◆ Goal of the exercise: Retype the records below exactly as they appear.

◆ Input material:
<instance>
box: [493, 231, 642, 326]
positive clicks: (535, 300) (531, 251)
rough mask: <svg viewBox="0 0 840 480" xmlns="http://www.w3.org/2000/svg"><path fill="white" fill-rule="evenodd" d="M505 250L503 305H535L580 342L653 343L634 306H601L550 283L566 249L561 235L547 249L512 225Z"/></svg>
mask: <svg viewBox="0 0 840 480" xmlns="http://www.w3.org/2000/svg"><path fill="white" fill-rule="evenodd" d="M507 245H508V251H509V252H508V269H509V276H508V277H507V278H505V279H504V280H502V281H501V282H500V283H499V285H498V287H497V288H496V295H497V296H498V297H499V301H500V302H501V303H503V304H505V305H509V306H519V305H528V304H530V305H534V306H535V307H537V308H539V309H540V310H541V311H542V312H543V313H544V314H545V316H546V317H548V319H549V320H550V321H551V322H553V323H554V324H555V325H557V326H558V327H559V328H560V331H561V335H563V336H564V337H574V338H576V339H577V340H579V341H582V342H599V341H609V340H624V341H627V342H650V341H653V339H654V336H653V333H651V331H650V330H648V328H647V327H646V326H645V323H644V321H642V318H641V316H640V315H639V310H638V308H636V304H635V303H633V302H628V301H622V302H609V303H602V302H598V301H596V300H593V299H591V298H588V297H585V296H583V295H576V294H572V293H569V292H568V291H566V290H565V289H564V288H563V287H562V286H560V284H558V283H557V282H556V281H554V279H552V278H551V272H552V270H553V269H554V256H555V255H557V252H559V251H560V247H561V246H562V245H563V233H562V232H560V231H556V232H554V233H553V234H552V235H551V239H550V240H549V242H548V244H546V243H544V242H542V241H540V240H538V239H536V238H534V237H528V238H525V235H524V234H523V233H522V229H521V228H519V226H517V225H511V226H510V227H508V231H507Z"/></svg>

◆ Task solution:
<instance>
box: [493, 231, 642, 326]
positive clicks: (535, 300) (531, 251)
rough mask: <svg viewBox="0 0 840 480" xmlns="http://www.w3.org/2000/svg"><path fill="white" fill-rule="evenodd" d="M505 250L503 305H535L580 342L653 343L634 306H601L550 283L566 249L561 235L547 249L512 225Z"/></svg>
mask: <svg viewBox="0 0 840 480" xmlns="http://www.w3.org/2000/svg"><path fill="white" fill-rule="evenodd" d="M507 245H508V251H509V252H508V269H509V276H508V277H507V278H505V279H504V280H502V281H501V282H500V283H499V285H498V287H497V288H496V295H497V296H498V297H499V301H500V302H501V303H503V304H505V305H509V306H519V305H528V304H530V305H534V306H535V307H537V308H539V309H540V310H541V311H542V312H543V313H544V314H545V316H546V317H548V319H549V320H550V321H551V322H553V323H554V324H555V325H557V326H558V327H559V328H560V331H561V335H563V336H564V337H574V338H576V339H577V340H579V341H582V342H599V341H609V340H624V341H627V342H650V341H653V339H654V336H653V333H651V331H650V330H648V328H647V327H646V326H645V323H644V321H642V318H641V316H640V315H639V310H638V308H636V304H635V303H633V302H628V301H622V302H609V303H602V302H598V301H596V300H593V299H591V298H588V297H585V296H583V295H576V294H572V293H569V292H568V291H566V290H565V289H564V288H563V287H562V286H560V284H558V283H557V282H556V281H554V279H552V278H551V272H552V270H553V269H554V256H555V255H557V252H559V251H560V247H561V246H562V245H563V233H562V232H560V231H556V232H554V233H553V234H552V235H551V239H550V240H549V242H548V244H546V243H544V242H542V241H540V240H538V239H536V238H534V237H528V238H525V235H524V234H523V233H522V229H521V228H519V226H517V225H511V226H510V227H508V231H507Z"/></svg>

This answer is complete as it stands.